*What the task asks*: Copy out, character for character, the stretch of the data that opens with the line containing "Target: terracotta surface." and closes with the line containing "[485, 146, 614, 229]", including both of those lines.

*Given entries*:
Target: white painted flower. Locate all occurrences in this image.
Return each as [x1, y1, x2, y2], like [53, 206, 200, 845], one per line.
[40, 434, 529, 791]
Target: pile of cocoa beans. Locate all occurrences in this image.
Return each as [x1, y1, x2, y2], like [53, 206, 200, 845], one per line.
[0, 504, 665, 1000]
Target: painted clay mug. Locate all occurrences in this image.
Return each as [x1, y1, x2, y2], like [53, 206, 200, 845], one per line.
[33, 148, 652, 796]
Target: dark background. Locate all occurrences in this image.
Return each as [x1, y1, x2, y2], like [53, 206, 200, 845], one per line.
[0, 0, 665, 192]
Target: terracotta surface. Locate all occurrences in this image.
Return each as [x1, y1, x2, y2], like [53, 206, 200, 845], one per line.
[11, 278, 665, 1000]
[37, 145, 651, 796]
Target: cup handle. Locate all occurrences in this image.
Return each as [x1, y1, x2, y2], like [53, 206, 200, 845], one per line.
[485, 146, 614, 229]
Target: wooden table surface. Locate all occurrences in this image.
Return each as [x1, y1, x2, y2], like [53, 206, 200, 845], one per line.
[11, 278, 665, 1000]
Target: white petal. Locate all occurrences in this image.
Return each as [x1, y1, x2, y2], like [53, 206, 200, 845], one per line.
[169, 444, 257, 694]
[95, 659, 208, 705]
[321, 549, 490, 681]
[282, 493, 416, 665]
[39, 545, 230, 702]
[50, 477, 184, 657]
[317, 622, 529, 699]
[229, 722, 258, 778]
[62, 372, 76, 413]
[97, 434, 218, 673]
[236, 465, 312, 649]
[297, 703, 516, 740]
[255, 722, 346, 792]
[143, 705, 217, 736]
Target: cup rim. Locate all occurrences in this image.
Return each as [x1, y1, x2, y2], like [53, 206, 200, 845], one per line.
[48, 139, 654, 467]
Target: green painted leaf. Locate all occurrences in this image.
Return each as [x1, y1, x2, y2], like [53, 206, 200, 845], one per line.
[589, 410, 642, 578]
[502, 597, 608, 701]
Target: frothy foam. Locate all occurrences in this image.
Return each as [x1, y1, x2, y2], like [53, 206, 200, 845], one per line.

*Response to the task*:
Target: terracotta surface. Locate all occurrences in this image.
Return each as [x1, y1, x2, y2], like [53, 206, 200, 845], one per line.
[11, 278, 665, 1000]
[37, 145, 651, 796]
Target: cup handle. Locate all occurrences in this image.
Return each as [x1, y1, x2, y2], like [53, 206, 200, 845], one per line.
[485, 146, 614, 229]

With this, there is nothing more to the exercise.